● GIVEN TEXT
═══

- Born: 21 August 1948 La Paz, Canelones, Uruguay
- Died: 4 July 2023 (aged 74) Turdera, Lomas de Zamora, Argentina
- Other names: Tabaré
- Occupation: Cartoonist

= Tabaré Gómez Laborde =

Uruguayan cartoonist and illustrator (1948–2023)

Tabaré Gómez Laborde (21 August 1948 – 4 July 2023), also known just as Tabaré, was a Uruguayan cartoonist, caricaturist and illustrator.

==Life and career==
Born in La Paz, Canelones, before starting his artistic career Gómez Laborde worked several years in a pizzeria and later in an advertising agency. He made his professional debut in the 1960s, as a caricaturist for the Montevideo newspaper Hechos. After collaborating with several publications, in 1974 he moved to Argentina, first collaborating with the newspaper Noticias and with the magazine Satiricón.

═══

● WORK TASK 1
List every newspaper and magazine named in the Tabaré Gómez Laborde biography.
● WORK TASK 2
Carry on the Tabaré Gómez Laborde biography from its final sentence.
You can do everything here from the text alone; the items that come after it are not needed.

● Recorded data
═══

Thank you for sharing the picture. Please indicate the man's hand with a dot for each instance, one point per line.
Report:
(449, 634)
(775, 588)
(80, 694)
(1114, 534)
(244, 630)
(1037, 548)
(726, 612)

═══

● REPLY 1
Hechos, Noticias, Satiricón

● REPLY 2
Gómez Laborde was best known for the comic strip Diógenes y el Linyera, which starting from 1977 ran for over 45 years and over 9,000 strips in the back cover of the newspaper Clarín. Other successful Tabaré's comics include Bicherío, Vida Interior and El Cacique Paja Brava. He also illustrated children books, created a series of over 50 animated short cartoons (Tabaré se mueve) and collaborated with French, Italian and Spanish publications.

During his career Gómez Laborde received several awards and honours, notably a Morosoli Award for his career in 2003. He was Honorary Professor of Graphic Humor at the University of Alcalá. He died of pancreatic cancer on 4 July 2023, at the age of 74.